_TASK INSTRUCTIONS_. Copy the data below exactly, but not the pictures it contains.

Region pointing data:
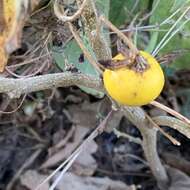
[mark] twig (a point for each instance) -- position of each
(129, 137)
(17, 108)
(174, 141)
(173, 123)
(75, 154)
(65, 18)
(170, 111)
(16, 87)
(85, 51)
(27, 163)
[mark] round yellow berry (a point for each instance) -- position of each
(133, 88)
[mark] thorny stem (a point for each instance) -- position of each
(15, 87)
(138, 117)
(65, 18)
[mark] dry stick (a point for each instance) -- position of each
(16, 87)
(72, 18)
(138, 117)
(75, 154)
(85, 51)
(173, 140)
(129, 137)
(170, 111)
(27, 163)
(120, 34)
(76, 36)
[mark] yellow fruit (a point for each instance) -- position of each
(130, 87)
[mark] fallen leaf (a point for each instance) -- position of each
(62, 154)
(32, 179)
(74, 182)
(85, 164)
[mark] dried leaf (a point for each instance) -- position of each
(74, 182)
(32, 178)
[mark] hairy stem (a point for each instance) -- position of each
(138, 117)
(15, 87)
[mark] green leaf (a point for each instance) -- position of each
(185, 108)
(153, 41)
(123, 11)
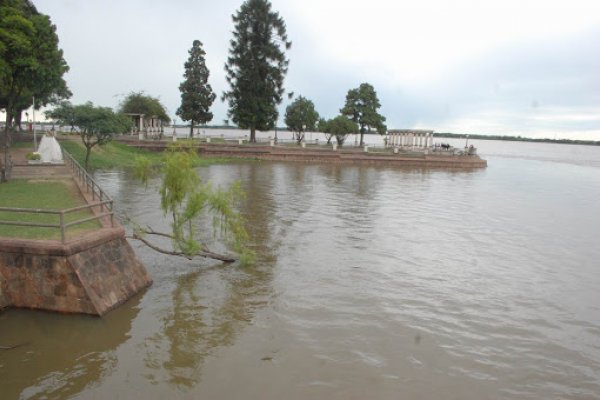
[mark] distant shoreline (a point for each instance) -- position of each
(47, 125)
(517, 139)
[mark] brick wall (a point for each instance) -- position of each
(91, 276)
(3, 302)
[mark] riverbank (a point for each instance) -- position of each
(319, 154)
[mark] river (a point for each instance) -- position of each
(370, 283)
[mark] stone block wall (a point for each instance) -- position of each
(3, 302)
(90, 276)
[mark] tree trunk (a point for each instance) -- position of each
(88, 151)
(18, 118)
(5, 166)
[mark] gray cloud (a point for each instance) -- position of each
(533, 87)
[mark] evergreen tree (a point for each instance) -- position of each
(197, 95)
(361, 106)
(256, 66)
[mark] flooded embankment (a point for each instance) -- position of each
(371, 282)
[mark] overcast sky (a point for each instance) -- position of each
(514, 67)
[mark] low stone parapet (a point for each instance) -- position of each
(326, 155)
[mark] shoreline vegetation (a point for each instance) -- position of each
(120, 155)
(39, 194)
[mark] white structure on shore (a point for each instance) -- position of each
(413, 138)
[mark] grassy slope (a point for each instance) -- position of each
(110, 155)
(117, 155)
(45, 195)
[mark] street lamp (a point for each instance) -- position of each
(33, 116)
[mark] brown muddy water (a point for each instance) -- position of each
(371, 283)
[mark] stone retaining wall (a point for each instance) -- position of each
(91, 276)
(341, 156)
(3, 301)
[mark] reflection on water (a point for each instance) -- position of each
(59, 356)
(370, 283)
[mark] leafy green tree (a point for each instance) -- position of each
(256, 66)
(97, 125)
(341, 127)
(188, 202)
(140, 103)
(196, 93)
(300, 116)
(31, 63)
(361, 106)
(323, 127)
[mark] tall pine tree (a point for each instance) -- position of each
(361, 107)
(256, 66)
(197, 95)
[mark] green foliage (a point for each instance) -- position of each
(187, 200)
(256, 66)
(196, 93)
(140, 103)
(300, 116)
(97, 125)
(341, 127)
(111, 155)
(323, 126)
(31, 63)
(361, 106)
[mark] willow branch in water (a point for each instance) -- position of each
(204, 253)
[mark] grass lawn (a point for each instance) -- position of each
(117, 155)
(21, 193)
(110, 155)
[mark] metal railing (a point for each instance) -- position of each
(104, 202)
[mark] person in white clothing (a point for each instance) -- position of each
(49, 149)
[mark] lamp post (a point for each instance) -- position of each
(33, 116)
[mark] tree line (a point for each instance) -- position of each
(32, 66)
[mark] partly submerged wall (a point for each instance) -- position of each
(91, 276)
(323, 155)
(3, 302)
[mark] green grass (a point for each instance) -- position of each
(20, 193)
(120, 155)
(110, 155)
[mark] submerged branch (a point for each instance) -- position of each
(204, 253)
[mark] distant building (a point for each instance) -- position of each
(148, 125)
(410, 138)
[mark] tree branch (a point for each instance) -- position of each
(204, 253)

_RESPONSE TO THIS EXERCISE_.
[mark] twig (a point for each instance) -- position of each
(129, 137)
(17, 108)
(174, 141)
(173, 123)
(75, 154)
(65, 18)
(170, 111)
(16, 87)
(85, 51)
(27, 163)
[mark] round yellow berry (a point for each instance) -- position of each
(133, 88)
[mark] thorny stem (a point for each instance) -- position of each
(15, 87)
(138, 117)
(65, 18)
[mark] dry stick (a point for each instance) -- position of each
(16, 87)
(72, 18)
(138, 117)
(75, 154)
(85, 51)
(173, 140)
(129, 137)
(170, 111)
(27, 163)
(120, 34)
(76, 36)
[mark] yellow fruit (a point for each instance) -- position of each
(130, 87)
[mark] fallen leaf (a point for each instance) -- position of each
(62, 154)
(32, 179)
(74, 182)
(85, 164)
[mark] dried leaf (a point for each instance) -- position of each
(74, 182)
(32, 178)
[mark] hairy stem (a point for each instance) -- position of each
(138, 117)
(15, 87)
[mark] green leaf (a point for each instance) -- position of each
(185, 108)
(153, 41)
(123, 11)
[mark] distant shoreline (a point for each instance) -- position of each
(47, 125)
(517, 139)
[mark] brick wall (a point for each instance) -- position of each
(91, 276)
(3, 302)
[mark] riverbank (a point for each instance) -- position of each
(319, 154)
[mark] river (a point for each instance) -- position of each
(370, 283)
[mark] stone block wall (a point for each instance) -- position of each
(3, 302)
(90, 276)
[mark] tree trunk (a point for each instance) -- position of each
(88, 151)
(18, 118)
(5, 166)
[mark] gray cloud (a point for each instance) -- position of each
(533, 87)
[mark] evergreen tree (a point for each instance) -- position of each
(197, 95)
(361, 106)
(256, 66)
[mark] flooded embankment (a point for each instance) -- position of each
(371, 282)
[mark] overcast sky (a point for each instance) -- position of each
(514, 67)
[mark] low stone parapet (a point for each instance) -- position of each
(326, 155)
[mark] shoreline vegetation (a point for each instance) -- position of each
(120, 155)
(39, 194)
[mark] white structure on shore (a point for each instance) -- position of each
(413, 138)
[mark] grassy slope (a point for each instance) -- position of each
(110, 155)
(117, 155)
(45, 195)
[mark] street lamp (a point for each instance) -- position of each
(33, 116)
[mark] brown muddy water (a point for each instance) -- position of each
(371, 283)
[mark] stone retaining wall (a point for each instance) -- position of each
(91, 276)
(341, 156)
(3, 301)
[mark] reflection on water (a point for each instance) -- position of each
(59, 356)
(370, 283)
[mark] leafy green tree (a point for each instance) -- position of each
(256, 66)
(97, 125)
(341, 127)
(188, 202)
(140, 103)
(196, 93)
(300, 116)
(31, 63)
(361, 106)
(323, 127)
[mark] tall pine tree (a point for each instance) -- position of each
(361, 107)
(256, 66)
(197, 95)
[mark] green foliage (a point for each instance) -- position of each
(187, 200)
(256, 66)
(196, 93)
(140, 103)
(300, 116)
(97, 125)
(341, 127)
(111, 155)
(323, 126)
(31, 63)
(361, 106)
[mark] willow branch in water (a point for each instance) -- position of each
(204, 253)
[mark] grass lawn (a point for each instance) -- position of each
(117, 155)
(21, 193)
(110, 155)
[mark] metal railing (a point for each instance) -- position of each
(104, 202)
[mark] person in white clothing (a point for each instance) -- position of each
(49, 149)
[mark] lamp post (a point for each instance) -- position of each
(33, 116)
[mark] tree line (a point for each instance) -- position of each
(32, 66)
[mark] partly submerged wall (a point for each instance) -- position of each
(91, 276)
(323, 155)
(3, 302)
[mark] green grass (a point for each instance) -- position of each
(20, 193)
(120, 155)
(110, 155)
[mark] submerged branch (a point for each instance) -- position of each
(204, 253)
[mark] distant building (a point for each instance) -- position of each
(148, 125)
(410, 138)
[mark] tree branch (a point for each instance) -- position of each
(204, 253)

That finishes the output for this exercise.